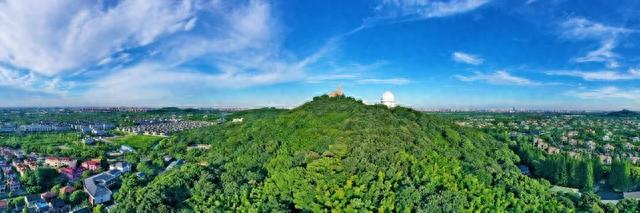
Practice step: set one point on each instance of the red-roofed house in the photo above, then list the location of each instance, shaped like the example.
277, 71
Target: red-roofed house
69, 173
60, 162
93, 164
67, 189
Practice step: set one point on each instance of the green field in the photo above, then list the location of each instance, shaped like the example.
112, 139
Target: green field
138, 141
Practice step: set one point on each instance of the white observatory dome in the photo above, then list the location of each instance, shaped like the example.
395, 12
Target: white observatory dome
388, 99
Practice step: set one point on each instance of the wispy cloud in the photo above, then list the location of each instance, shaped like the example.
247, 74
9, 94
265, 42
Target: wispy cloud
466, 58
632, 74
396, 11
31, 82
610, 92
55, 36
393, 81
500, 77
579, 28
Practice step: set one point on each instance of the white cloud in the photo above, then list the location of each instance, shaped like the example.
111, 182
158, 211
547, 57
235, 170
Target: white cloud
31, 82
156, 84
584, 29
429, 9
499, 77
395, 11
50, 37
632, 74
393, 81
466, 58
609, 92
603, 54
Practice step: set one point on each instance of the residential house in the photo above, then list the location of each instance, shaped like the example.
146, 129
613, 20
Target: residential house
97, 186
123, 167
57, 162
92, 165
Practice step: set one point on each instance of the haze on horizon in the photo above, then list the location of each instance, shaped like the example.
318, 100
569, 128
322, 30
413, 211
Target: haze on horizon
531, 54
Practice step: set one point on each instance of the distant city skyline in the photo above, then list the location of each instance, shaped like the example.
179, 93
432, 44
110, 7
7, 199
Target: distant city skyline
458, 54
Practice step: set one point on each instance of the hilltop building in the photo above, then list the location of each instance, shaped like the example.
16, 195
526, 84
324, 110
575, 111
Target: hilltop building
388, 99
336, 93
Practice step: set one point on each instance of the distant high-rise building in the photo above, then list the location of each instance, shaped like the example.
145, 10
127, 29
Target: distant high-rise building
388, 99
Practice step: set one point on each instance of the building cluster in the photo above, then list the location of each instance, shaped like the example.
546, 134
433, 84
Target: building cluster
164, 128
97, 187
575, 135
98, 129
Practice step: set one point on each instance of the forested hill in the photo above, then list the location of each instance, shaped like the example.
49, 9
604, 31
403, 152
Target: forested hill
339, 154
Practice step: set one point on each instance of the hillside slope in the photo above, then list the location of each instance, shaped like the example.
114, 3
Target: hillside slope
339, 154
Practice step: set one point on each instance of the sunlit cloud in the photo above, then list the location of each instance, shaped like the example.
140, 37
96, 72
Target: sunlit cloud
632, 74
499, 77
466, 58
610, 92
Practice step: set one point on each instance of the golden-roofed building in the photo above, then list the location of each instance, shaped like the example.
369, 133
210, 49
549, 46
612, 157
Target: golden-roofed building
336, 93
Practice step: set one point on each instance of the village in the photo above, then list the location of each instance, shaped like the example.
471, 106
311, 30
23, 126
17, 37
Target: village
574, 135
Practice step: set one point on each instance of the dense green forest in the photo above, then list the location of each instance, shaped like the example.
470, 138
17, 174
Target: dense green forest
581, 172
338, 154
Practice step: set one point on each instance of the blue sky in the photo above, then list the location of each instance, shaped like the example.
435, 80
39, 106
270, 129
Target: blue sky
534, 54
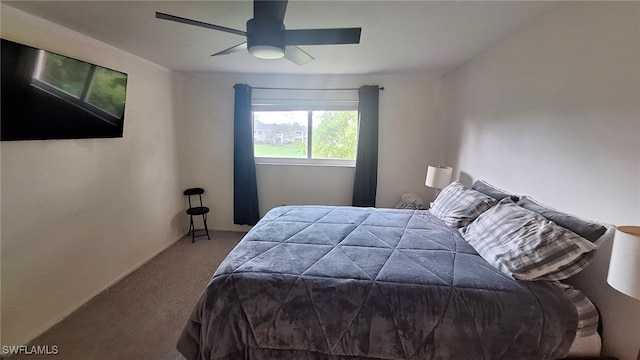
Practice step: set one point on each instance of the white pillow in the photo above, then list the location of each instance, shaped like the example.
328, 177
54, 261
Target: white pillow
527, 246
457, 206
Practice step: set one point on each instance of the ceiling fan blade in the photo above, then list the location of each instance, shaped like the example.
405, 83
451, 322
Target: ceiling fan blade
269, 10
297, 55
322, 36
235, 48
179, 19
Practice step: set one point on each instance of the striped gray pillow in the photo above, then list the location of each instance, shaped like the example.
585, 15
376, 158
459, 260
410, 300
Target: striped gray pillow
457, 206
527, 246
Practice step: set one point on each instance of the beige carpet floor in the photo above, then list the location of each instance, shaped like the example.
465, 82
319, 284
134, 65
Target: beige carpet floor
142, 316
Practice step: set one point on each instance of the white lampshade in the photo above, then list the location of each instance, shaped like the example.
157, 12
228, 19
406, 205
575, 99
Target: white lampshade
438, 176
624, 266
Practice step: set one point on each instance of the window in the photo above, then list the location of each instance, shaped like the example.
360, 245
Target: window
93, 88
305, 133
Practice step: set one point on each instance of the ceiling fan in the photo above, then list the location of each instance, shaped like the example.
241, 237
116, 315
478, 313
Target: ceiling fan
267, 37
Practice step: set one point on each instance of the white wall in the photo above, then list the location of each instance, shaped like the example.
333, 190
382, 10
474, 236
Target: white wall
553, 111
409, 141
77, 215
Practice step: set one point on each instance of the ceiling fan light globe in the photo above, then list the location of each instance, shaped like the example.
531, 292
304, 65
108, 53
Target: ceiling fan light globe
266, 52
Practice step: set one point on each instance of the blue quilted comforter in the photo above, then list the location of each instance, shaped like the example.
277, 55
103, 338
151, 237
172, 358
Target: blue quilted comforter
318, 282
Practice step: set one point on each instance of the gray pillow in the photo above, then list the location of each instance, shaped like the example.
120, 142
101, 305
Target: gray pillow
527, 246
490, 190
587, 230
457, 205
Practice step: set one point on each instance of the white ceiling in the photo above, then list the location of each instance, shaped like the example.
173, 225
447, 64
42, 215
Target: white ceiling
398, 37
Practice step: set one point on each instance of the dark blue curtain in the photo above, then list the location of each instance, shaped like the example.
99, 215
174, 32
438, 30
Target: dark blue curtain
245, 187
366, 179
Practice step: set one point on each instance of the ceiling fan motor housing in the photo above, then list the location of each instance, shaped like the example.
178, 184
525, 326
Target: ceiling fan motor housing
265, 39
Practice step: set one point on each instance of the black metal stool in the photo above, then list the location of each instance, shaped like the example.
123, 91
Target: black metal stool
195, 211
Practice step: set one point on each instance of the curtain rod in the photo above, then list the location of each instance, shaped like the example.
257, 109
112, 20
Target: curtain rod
334, 89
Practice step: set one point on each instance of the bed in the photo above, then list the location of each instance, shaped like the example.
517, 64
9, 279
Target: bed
325, 282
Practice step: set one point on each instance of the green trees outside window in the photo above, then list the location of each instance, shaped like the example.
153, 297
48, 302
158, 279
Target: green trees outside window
285, 134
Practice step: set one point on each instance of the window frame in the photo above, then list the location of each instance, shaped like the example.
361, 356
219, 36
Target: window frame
308, 105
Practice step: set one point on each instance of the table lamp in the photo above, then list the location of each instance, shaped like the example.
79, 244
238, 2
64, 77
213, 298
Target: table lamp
624, 266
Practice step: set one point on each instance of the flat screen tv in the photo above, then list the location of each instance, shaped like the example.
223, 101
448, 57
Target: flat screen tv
45, 95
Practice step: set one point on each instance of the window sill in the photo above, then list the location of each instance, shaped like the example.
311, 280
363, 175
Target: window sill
305, 162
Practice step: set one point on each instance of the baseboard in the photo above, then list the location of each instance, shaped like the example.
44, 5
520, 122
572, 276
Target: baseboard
86, 300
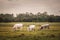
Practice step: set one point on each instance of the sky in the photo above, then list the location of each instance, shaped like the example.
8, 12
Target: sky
34, 6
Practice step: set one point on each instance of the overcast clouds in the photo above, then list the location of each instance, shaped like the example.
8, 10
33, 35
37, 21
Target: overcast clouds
34, 6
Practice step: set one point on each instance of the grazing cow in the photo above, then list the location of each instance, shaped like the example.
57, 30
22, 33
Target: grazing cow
18, 26
31, 27
44, 26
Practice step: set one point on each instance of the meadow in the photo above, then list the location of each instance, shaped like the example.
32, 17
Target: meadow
7, 33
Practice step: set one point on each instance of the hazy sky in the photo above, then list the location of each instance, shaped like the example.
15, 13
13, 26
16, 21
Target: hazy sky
34, 6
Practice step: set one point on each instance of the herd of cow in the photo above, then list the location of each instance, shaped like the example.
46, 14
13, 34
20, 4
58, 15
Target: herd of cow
30, 27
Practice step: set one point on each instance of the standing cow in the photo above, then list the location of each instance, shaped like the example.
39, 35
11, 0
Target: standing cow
18, 26
31, 27
44, 26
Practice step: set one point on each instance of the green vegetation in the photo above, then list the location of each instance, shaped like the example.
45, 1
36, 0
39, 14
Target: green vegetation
7, 33
29, 17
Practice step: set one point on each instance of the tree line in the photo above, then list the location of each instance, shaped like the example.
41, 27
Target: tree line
29, 17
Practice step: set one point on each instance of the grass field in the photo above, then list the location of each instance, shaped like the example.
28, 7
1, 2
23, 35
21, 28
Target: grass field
7, 33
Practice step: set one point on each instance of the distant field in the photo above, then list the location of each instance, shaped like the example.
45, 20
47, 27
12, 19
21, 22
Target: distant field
7, 33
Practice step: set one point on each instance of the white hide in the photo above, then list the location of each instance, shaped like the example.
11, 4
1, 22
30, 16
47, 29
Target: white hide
31, 27
45, 25
18, 26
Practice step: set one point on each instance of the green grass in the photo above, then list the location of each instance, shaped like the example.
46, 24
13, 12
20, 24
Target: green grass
7, 33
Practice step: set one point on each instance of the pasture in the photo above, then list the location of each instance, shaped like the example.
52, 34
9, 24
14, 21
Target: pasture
7, 33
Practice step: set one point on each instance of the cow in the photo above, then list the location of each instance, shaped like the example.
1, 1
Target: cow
18, 26
44, 26
31, 27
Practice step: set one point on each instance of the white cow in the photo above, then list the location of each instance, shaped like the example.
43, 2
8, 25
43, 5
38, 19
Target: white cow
18, 26
44, 26
31, 27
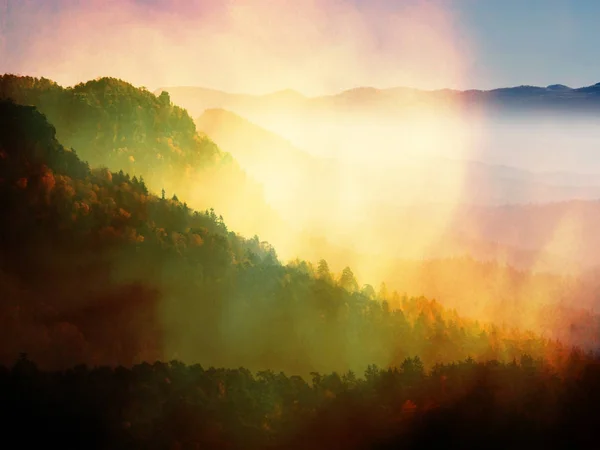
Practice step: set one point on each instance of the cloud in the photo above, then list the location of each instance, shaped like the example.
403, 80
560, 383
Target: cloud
251, 46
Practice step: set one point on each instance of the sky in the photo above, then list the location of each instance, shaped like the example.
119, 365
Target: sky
313, 46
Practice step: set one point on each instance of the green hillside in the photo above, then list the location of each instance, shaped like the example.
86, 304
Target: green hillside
113, 124
96, 269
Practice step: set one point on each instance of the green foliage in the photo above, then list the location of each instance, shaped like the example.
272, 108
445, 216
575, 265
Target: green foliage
115, 125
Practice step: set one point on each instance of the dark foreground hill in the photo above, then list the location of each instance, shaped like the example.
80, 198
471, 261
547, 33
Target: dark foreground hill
466, 405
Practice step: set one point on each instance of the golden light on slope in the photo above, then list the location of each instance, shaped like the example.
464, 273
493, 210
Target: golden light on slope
382, 172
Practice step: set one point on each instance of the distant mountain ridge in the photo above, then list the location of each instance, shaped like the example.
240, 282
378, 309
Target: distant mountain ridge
555, 97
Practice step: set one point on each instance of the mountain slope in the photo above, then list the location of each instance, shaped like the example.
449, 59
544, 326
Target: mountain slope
585, 99
113, 124
98, 270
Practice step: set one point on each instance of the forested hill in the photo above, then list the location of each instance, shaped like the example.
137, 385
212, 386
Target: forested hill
111, 123
96, 269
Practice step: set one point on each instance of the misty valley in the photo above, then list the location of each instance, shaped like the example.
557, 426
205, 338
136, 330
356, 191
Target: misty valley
377, 269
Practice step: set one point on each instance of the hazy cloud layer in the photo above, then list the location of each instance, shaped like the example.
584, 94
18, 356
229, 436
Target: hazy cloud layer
252, 46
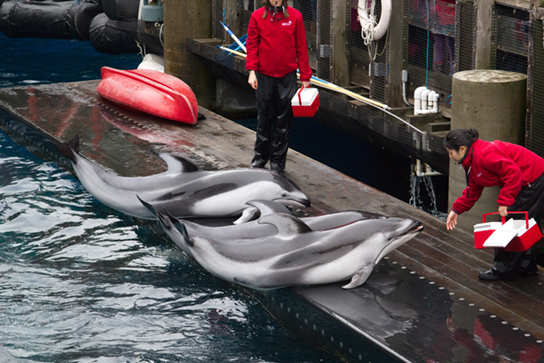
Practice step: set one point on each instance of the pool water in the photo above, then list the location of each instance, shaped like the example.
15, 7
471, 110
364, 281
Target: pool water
80, 282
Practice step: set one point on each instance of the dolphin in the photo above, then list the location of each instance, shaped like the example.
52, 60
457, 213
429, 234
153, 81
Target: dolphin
183, 191
280, 250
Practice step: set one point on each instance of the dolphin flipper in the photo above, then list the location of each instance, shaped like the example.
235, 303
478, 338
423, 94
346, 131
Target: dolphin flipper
248, 214
360, 276
178, 164
286, 224
265, 207
69, 149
•••
**What this task involves:** An exact retyping of the lines from the one with "Target: pool water" to the end of the material above, with both ends included and nothing added, is the required answer.

**Problem solution:**
Target: pool water
80, 282
Practice step: set one point on each instance of the dolphin in the photo above, then list the location of each instance, shaped like the example.
52, 60
457, 213
429, 234
153, 81
Target: dolphin
183, 191
280, 250
Practice step: set one point on each instance of the dolphin flipper in the photo above, then list the location of each instance, shaped like the example.
235, 303
478, 338
423, 94
346, 131
Target: dolphin flipper
248, 214
360, 276
178, 164
286, 224
265, 207
69, 149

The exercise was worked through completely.